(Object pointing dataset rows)

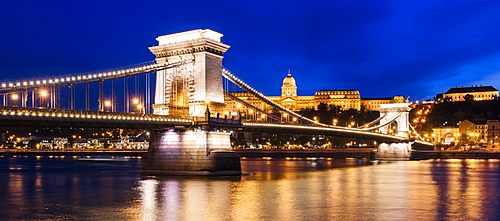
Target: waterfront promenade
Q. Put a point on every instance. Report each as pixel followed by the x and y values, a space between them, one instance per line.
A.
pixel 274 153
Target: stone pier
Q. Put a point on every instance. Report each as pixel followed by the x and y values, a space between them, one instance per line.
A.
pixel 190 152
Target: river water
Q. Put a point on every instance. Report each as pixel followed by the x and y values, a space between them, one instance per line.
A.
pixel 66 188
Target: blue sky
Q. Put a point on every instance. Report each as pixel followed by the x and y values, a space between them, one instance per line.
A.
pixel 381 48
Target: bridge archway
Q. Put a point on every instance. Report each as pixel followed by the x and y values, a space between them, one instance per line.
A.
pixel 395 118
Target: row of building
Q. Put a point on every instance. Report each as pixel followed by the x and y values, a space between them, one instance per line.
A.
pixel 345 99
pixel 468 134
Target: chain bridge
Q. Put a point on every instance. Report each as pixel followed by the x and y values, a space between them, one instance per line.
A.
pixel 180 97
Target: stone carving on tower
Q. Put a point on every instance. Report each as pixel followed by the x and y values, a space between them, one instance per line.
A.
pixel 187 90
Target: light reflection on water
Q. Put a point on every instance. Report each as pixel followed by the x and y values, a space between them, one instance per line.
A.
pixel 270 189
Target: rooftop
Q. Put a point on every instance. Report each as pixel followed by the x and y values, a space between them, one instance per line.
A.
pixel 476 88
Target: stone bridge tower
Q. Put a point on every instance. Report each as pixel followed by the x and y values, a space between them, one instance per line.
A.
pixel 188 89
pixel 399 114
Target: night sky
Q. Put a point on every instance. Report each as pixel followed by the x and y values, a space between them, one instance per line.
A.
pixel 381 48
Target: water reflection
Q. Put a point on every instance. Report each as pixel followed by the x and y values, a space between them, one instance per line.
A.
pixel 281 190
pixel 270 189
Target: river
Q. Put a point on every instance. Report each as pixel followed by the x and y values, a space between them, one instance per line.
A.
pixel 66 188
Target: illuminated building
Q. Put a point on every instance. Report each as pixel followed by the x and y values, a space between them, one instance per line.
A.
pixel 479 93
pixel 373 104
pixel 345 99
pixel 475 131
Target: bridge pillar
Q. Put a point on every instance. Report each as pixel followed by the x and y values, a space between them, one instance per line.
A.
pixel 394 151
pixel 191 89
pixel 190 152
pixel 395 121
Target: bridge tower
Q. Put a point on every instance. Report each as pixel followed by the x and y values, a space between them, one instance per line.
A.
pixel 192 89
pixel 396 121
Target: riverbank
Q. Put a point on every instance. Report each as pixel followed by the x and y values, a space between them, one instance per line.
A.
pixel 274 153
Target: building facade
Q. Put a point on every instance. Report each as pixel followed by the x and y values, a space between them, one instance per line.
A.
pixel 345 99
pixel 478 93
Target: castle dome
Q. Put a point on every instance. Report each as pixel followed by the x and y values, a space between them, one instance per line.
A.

=== Required work ===
Copy the lines between the line containing "Target: light reflection on water" and the line containing "pixel 476 88", inclusive, and reproduce them without any changes.

=== Exercise solution ===
Target: light reflection on water
Q. Put a point on every instance. Report each as pixel followed by the x and y values, a space between them, one instance per line.
A.
pixel 270 189
Target: rooftop
Q. Put a point on every instance. Report each as pixel followed by the x and y values, a space between them, one instance per line.
A.
pixel 476 88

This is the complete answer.